▸ Extracted text
--- START ---
0

I have fitted my data to a linear model in R using generalized least squares accordingly:

mod<-gls(Y ~ A * B+Z, 
                         data)

and used weights due to heteroscedasticity as follows:

mod_varpower<-update(object = mod,weights=varPower())

and then I run ANOVA (first question here, lets say A and B are factors and Z is a continuous variable, then I have basically done an ANCOVA right?)

Anova(mod_varpower) # Analysis of variance 

which gives me the following output:

> Anova(mod_varpower) # Analysis of variance 
Analysis of Deviance Table (Type II tests)

Response: Y Df Chisq Pr(>Chisq)
A 2 4.9937 0.08234 . B 2 7.3418 0.02545 * Z 1 6.3873 0.01149 * A : B 4 7.9339 0.09403 .
--- END ---
▸ Required tasks
[1] In the forum post, what type of tests does the Analysis of Deviance Table report?
[2] Copy everything in the forum post from "mod_varpower<-update(object = mod,weights=varPower())" down to "7.9339 0.09403 .", renaming "mod_varpower" to "mod_power" wherever it appears.
[3] According to the forum post, why were weights added to the model with varPower()?

▸ Entries from a dataset
--- START ---
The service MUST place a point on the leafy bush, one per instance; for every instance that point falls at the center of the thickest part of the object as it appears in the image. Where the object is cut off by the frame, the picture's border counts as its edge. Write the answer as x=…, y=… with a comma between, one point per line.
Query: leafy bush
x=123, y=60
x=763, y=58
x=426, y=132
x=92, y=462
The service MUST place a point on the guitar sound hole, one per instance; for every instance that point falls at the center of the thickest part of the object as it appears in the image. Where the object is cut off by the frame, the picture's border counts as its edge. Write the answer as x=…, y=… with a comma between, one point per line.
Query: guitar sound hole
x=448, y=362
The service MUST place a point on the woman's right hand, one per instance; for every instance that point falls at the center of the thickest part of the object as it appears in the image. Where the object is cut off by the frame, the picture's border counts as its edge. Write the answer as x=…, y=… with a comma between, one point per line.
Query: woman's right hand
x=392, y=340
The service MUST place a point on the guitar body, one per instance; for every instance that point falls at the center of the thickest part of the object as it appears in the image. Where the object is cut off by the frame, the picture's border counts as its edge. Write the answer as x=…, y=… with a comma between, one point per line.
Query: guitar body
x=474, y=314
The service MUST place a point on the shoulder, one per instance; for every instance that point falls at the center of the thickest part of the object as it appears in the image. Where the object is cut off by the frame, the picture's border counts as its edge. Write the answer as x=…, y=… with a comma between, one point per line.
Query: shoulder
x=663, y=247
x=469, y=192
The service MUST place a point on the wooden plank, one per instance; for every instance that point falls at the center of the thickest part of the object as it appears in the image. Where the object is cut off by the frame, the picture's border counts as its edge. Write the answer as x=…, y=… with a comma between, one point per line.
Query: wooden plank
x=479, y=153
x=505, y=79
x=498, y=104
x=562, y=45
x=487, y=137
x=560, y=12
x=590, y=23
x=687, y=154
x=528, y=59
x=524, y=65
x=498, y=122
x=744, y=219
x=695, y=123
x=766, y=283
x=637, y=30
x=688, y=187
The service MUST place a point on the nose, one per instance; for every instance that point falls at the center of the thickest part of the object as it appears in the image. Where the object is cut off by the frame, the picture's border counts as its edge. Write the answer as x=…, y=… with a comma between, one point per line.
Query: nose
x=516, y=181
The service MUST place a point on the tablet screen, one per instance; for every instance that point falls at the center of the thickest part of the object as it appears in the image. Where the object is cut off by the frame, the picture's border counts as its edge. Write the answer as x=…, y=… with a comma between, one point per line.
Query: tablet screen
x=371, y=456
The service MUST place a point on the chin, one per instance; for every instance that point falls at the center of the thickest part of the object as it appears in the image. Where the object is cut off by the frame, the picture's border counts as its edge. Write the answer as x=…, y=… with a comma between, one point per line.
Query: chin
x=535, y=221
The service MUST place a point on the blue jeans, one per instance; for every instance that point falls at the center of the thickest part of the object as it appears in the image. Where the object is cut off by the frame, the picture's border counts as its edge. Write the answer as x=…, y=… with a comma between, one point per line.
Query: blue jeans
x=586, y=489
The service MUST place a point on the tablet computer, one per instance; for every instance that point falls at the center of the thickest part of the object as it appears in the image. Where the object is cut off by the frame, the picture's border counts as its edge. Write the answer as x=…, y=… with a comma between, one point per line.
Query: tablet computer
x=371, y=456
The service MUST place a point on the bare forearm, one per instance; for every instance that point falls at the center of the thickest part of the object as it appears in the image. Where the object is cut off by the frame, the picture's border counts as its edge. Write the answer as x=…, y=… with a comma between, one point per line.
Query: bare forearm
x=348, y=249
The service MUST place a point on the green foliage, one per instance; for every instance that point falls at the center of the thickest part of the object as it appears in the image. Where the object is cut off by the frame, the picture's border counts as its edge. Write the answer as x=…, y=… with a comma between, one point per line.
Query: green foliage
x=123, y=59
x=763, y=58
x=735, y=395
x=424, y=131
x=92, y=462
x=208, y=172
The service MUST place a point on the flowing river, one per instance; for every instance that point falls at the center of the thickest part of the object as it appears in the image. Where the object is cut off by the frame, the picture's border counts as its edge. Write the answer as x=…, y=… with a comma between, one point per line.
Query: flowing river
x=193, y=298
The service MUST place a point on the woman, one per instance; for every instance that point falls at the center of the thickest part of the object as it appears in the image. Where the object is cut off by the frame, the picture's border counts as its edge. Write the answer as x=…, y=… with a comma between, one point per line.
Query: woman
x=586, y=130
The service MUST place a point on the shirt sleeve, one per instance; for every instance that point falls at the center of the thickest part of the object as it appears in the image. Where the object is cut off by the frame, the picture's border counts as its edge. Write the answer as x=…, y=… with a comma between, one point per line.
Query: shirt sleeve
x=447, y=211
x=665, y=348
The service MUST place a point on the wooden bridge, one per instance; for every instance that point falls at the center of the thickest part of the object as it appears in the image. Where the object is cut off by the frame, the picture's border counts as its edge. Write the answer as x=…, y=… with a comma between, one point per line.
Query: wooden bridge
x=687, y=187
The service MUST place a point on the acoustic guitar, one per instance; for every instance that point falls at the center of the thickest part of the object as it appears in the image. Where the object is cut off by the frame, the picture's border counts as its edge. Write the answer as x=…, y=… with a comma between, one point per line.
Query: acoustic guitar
--- END ---
▸ Solutions to the problems
[1] Type II tests.

[2]
mod_power<-update(object = mod,weights=varPower())

and then I run ANOVA (first question here, lets say A and B are factors and Z is a continuous variable, then I have basically done an ANCOVA right?)

Anova(mod_power) # Analysis of variance 

which gives me the following output:

> Anova(mod_power) # Analysis of variance 
Analysis of Deviance Table (Type II tests)

Response: Y Df Chisq Pr(>Chisq)
A 2 4.9937 0.08234 . B 2 7.3418 0.02545 * Z 1 6.3873 0.01149 * A : B 4 7.9339 0.09403 .

[3] The weights were added because the data showed heteroscedasticity.